--- Exercise material ---

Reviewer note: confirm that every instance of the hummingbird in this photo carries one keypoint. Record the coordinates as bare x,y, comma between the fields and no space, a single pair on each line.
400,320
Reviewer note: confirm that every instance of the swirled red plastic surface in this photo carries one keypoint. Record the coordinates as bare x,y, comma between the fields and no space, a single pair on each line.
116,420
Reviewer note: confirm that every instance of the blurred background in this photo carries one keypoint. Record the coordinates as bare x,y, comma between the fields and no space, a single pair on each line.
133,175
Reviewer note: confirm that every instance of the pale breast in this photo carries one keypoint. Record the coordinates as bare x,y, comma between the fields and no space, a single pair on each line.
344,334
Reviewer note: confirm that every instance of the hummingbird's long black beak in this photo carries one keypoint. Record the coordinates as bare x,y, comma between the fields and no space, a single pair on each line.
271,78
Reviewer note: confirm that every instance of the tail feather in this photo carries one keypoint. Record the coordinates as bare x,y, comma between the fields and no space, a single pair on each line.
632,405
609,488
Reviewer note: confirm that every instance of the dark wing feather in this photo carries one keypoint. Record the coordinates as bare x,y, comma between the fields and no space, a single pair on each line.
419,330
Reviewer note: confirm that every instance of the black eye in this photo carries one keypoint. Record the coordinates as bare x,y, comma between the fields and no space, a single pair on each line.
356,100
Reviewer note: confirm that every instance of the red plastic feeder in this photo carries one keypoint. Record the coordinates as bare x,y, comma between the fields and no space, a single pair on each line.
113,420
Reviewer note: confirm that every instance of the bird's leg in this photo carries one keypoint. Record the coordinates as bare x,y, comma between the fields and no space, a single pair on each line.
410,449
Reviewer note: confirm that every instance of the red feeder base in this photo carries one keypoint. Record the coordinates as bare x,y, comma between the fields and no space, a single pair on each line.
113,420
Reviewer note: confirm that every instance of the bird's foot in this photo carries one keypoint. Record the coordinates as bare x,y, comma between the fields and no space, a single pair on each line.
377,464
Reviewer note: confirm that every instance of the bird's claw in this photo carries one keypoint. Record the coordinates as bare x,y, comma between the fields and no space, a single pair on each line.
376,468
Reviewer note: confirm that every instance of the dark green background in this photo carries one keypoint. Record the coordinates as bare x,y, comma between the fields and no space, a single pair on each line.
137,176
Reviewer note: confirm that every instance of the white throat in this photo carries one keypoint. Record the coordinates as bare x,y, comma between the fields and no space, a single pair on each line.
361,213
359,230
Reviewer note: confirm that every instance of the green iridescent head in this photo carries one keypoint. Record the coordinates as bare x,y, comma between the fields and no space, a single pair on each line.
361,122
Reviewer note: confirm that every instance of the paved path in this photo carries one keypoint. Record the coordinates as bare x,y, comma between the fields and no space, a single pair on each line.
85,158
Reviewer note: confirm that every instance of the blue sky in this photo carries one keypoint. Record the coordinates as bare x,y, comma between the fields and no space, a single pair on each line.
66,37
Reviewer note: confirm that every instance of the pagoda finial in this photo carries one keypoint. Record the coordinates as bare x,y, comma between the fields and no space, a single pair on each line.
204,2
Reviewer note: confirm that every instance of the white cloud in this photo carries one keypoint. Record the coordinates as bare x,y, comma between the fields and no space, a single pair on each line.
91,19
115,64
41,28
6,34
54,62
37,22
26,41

---

Work instructions
Copy out all of the data above line by line, without changing a single character.

Answer to the task
Reviewer note: confirm that every instance of the hummingbird in this photo carries one keypoint. Record the coordinates as bare x,y, comma between the fields and no space, a single pair on each line.
400,320
Reviewer note: confirm that every instance of the swirled red plastic surface in this photo carries one keypoint. Record the coordinates as bare x,y, comma between the fields and no space, a single pair on each line.
116,420
Reviewer note: confirm that every instance of the blurred background in this photo carries one keypoint. Record the coordinates as bare x,y, comma between the fields and no space, a single pair on each line.
133,175
Reviewer note: confirm that every instance of the pale breast in this photo carries one keypoint. Record the coordinates as bare x,y, comma between the fields and no space, a single pair on each line.
344,334
Reviewer note: confirm that every instance of the hummingbird's long black beak in this photo carries one keypoint. Record the coordinates as bare x,y, comma between the fields and no space, a single pair on each line.
271,78
Reviewer note: confirm that every instance of the tail feather in this photo carries one keypoint. Record the coordinates as bare x,y, comma between the fields and no space, a single pair on each line.
632,405
609,488
Reviewer note: confirm that every instance of the dark wing feather in this photo carries one keypoint. Record the coordinates as bare x,y, comma between the fields and no space, a single pair on each line.
419,330
Reviewer note: confirm that every instance of the black eye in this photo carries one keypoint. Record the coordinates as bare x,y, comma between the fields and no space, a single pair on each line.
356,100
Reviewer note: confirm that every instance of the red plastic feeder in this photo carries one keypoint. Record the coordinates as bare x,y, comma between the fields and no space, a single pair on each line.
113,420
Reviewer note: confirm that every instance of the bird's leg in this photo carries one keypoint. Record the coordinates as bare x,y, comma between the fields and no space, a single pair on each line.
410,449
Reviewer note: confirm that every instance of the red feeder base in this photo carries one keypoint. Record the coordinates as bare x,y, comma between the fields and no space, a single pair on each line.
113,420
Reviewer note: confirm that every instance of the bird's foot in this photo carries one keypoint. Record the coordinates as bare x,y, comma between the fields and no space, a single pair on each line.
377,464
Reviewer note: confirm that every instance of the bird's claw in this photo carries one keypoint. Record the coordinates as bare x,y, comma between the fields and no space, a single pair on each line.
376,468
Reviewer note: confirm that every instance of the dark green background in this photo carries one keypoint. Record the coordinates as bare x,y, comma between the fields and no space, a single pair on each line.
137,176
Reviewer note: confirm that every instance of the white throat in this photo carries one keypoint. Record the coordinates as bare x,y, comma between the fields and no space, a single pair on each line.
361,213
359,230
Reviewer note: confirm that every instance of the green iridescent head in this photo carries one keypoint. Record the coordinates as bare x,y, comma between the fields and no space, a single pair on each line.
361,122
Reviewer note: confirm that every instance of the paved path in this photo carries one keypoint. Record the coordinates as bare x,y, comma between the fields and no space, a single pair on each line.
85,158
Reviewer note: confirm that every instance of the blue sky in this photo carries one keypoint. Record the coordinates as bare x,y, comma between the fields and no space, a single pair on each line.
66,37
Reviewer note: confirm that every instance of the pagoda finial in this photo carries one keypoint. Record the coordinates as bare x,y, comma between the fields and no space, a single pair on each line.
204,2
Reviewer note: confirm that every instance of the white cloud in this photo carries one keypoint. Record the coordinates as bare x,y, comma between the fields and no space, a single pair on each line.
91,19
115,64
41,28
6,34
54,62
37,22
26,41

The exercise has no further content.